#### TEXT
"""

From the above definitions, we can assume that Supply Chain includes all the operational/ functional activities taking place in an organization which results in the transformation of raw material to the finished products and delivering them to the end customers. It involves many stakeholders including suppliers of raw materials, manufacturers, warehouses and storage houses, and the customers; and supply chain management involves assimilating all of them in such an efficient and effective way that production and distribution of goods is done at "right quantities, to the right locations, and at the right time, in order to minimize system wide costs while satisfying service level requirements.

Supply chain management is the combination and amalgamation of all these activities, improved relationships along the whole supply chain, resulting in generation of a sustainable competitive advantage over the competitors of the organization.

A very well devised definition of supply chain management was given by Mentzer et al. in 2001 which states:

"The systemic, strategic coordination of the traditional business functions and the tactics across these business functions within a particular company and across businesses within the supply chain, for the purposes of improving the long-term performance of the individual companies and the supply chain as a whole" (Mentzer et al., 2001).

Another definition that is broader in its scope was given by Ballou (2004), which states as under:

"Supply chain management is defined as the systematic, strategic coordination of the traditional business functions and the tactics across these business functions within a particular company and across businesses within the supply chain, for the purposes of improving the long-term performance of the individual companies and the supply chain as a whole." (Ballou, 2004).

Supply chain management is the integration of all the elements of supply chain in such an effective way that it results in achieving efficiency and responsiveness to the market that the business is destined for. It helps focus on what actually is the need and demand of the customer, considering all the facilities that adds up into the cost for the organization, aiming at making the whole system cost effective as well as efficient.

Theoretical framework:

Anderson, Britt and Favre (1997) gave seven principles for effective supply chain management which are explained as under:

The customers must be segmented and categorized on the basis of their needs and demands for specific products and services and the supply chains must be adjusted in order to accommodate the demands of the customers of each segment profitably.

The supply chains or logistics network must be made contingent to each segment, there by ignoring the monolithic approach to serve everyone and replacing it with the new approach which caters special needs for each segment, thus generating more profitability.

Being more sensitive to the market, planning beforehand and adopting proactive approach for supply chain management and resource allocation.

Differentiate product closer to the customer and speed conversion across the supply chain.

Strategically manage the resources in such a way that the total cost related to them is reduced.

Develop a strategy encompassing use of modern technology supporting every level of decision making thereby making the system more efficient and enhancing the communication system.

Channel-spanning performance measures must be adopted in order to assess the overall collective performance of the organization. Strategic measures must be taken in order to devise appropriate strategy for it. This will ensure if all the organizational units are striving for the same goal.

A no. of difficulties may also be associated with the implementation of an effective supply chain management system. They are complex in nature and difficult to be implemented at first place; special care is needed to devise well-formulated strategically aligned supply chain management system. This is because supply chain management cannot be governed in isolation as it is in a strong connection with the development chain of the organization, implying that it is connected with the whole system of the organization. Moreover, it is also not a piece of cake to devise a system that can help reduce the system wide costs at once in addition to maintaining the same level of service providence and goods provision. Huge amount of uncertainty and risk are associated with it as the deployment of supply chain management system is associated with a no. of other sub-systems of organization that are different in nature and may have conflicting objectives working in different directions (Anderson, Britt and Favre, 1997).

"""

#### STATED GOAL 1
Lay out the labeled contour entries as a two-column CSV with the headers "request" and "outline". Each entry gets one row holding its request text and its answer, with every field in quotes and line breaks swapped for spaces.

(Labeled contour entries)
"""

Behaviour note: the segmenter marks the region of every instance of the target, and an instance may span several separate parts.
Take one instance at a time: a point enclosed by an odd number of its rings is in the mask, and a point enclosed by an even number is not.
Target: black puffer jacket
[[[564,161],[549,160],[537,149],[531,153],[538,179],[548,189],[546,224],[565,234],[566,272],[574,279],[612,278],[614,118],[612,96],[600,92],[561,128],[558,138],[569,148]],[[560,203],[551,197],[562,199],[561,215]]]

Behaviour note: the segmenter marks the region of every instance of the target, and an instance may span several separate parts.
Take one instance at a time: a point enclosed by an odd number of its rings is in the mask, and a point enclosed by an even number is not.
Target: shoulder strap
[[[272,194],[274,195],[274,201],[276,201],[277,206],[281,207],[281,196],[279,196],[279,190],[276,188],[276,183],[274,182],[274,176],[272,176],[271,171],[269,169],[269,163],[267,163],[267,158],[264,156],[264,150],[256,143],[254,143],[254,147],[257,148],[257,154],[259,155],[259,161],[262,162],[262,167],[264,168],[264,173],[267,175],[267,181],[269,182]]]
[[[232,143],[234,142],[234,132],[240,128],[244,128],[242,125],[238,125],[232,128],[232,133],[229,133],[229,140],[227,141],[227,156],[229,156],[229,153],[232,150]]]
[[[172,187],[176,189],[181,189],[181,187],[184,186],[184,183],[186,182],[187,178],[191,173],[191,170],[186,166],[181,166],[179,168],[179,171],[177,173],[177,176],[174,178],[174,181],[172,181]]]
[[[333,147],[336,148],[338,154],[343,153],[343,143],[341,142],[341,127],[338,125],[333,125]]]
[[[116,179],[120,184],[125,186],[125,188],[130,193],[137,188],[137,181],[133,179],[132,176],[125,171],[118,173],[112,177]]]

"""

#### STATED GOAL 2
According to the supply chain text, why does setting up a supply chain management system call for special care?

#### WORKED ANSWER 1
request,outline
"Behaviour note: the segmenter marks the region of every instance of the target, and an instance may span several separate parts. Take one instance at a time: a point enclosed by an odd number of its rings is in the mask, and a point enclosed by an even number is not. Target: black puffer jacket","[[[564,161],[549,160],[537,149],[531,153],[538,179],[548,189],[546,224],[565,234],[566,272],[574,279],[612,278],[614,118],[612,96],[600,92],[561,128],[558,138],[569,148]],[[560,203],[551,197],[562,199],[561,215]]]"
"Behaviour note: the segmenter marks the region of every instance of the target, and an instance may span several separate parts. Take one instance at a time: a point enclosed by an odd number of its rings is in the mask, and a point enclosed by an even number is not. Target: shoulder strap","[[[272,194],[274,195],[274,201],[276,201],[277,206],[281,207],[281,196],[279,196],[279,190],[276,188],[276,183],[274,182],[274,176],[272,176],[271,171],[269,169],[269,163],[267,163],[267,158],[264,156],[264,150],[256,143],[254,143],[254,147],[257,148],[257,154],[259,155],[259,161],[262,162],[262,167],[264,168],[264,173],[267,175],[267,181],[269,182]]] [[[232,143],[234,142],[234,132],[240,128],[244,128],[242,125],[238,125],[232,128],[232,133],[229,133],[229,140],[227,141],[227,156],[229,156],[229,153],[232,150]]] [[[172,187],[176,189],[181,189],[181,187],[184,186],[184,183],[186,182],[187,178],[191,173],[191,170],[186,166],[181,166],[179,168],[179,171],[177,173],[177,176],[174,178],[174,181],[172,181]]] [[[333,147],[336,148],[338,154],[343,153],[343,143],[341,142],[341,127],[338,125],[333,125]]] [[[116,179],[120,184],[125,186],[125,188],[130,193],[137,188],[137,181],[133,179],[132,176],[125,171],[118,173],[112,177]]]"

#### WORKED ANSWER 2
Supply chain management cannot be run in isolation, because it is closely tied to the organization's development chain and to its whole system. It is also linked to many other sub-systems that differ in nature and may have conflicting objectives, which brings a great deal of uncertainty and risk.